--- begin Given data ---

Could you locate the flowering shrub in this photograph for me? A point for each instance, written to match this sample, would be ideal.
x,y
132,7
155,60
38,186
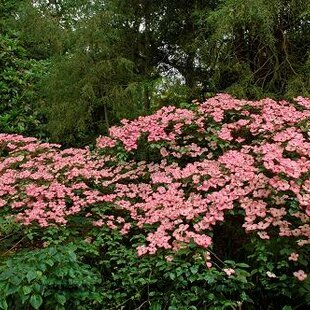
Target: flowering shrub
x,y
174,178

--- end Given data ---
--- begin Given data ---

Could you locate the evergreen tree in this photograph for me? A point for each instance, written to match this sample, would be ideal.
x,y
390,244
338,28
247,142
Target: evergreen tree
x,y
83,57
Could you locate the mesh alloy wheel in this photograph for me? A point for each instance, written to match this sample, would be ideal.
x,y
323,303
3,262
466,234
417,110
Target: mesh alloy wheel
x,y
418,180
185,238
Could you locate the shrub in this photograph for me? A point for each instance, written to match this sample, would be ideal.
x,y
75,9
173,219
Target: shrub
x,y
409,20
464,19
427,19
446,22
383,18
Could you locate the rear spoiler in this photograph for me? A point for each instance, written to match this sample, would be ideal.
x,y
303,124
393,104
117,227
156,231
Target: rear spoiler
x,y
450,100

--- end Given data ---
--- begin Given data ---

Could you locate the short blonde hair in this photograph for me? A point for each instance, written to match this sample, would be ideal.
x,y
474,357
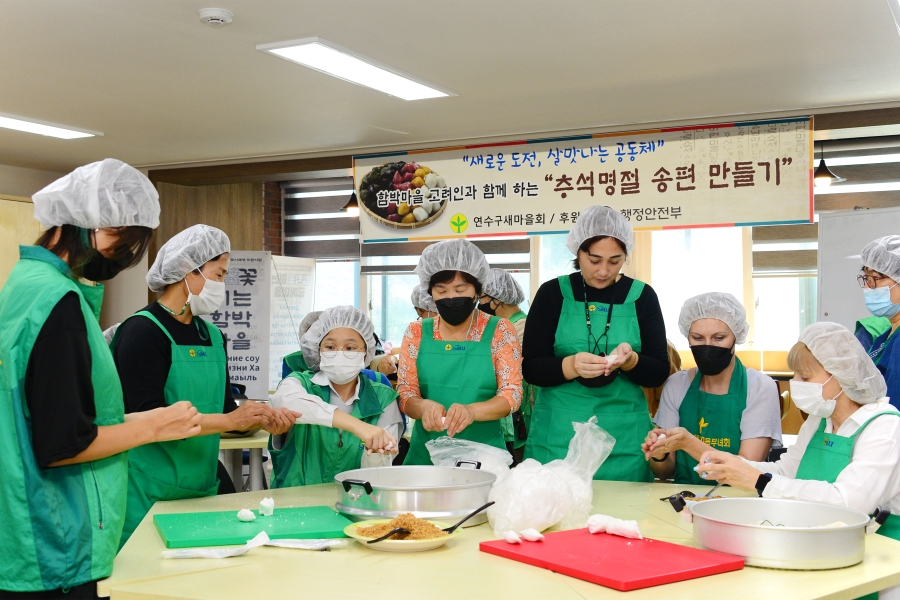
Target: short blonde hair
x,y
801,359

--- end Given data ---

Please collect every line of the listing above that contains the string "short". Case counts.

Result:
Could you locate the short blonde hair in this photograph for me? A point for each instance, written to match this sample, would be ideal.
Target: short blonde hair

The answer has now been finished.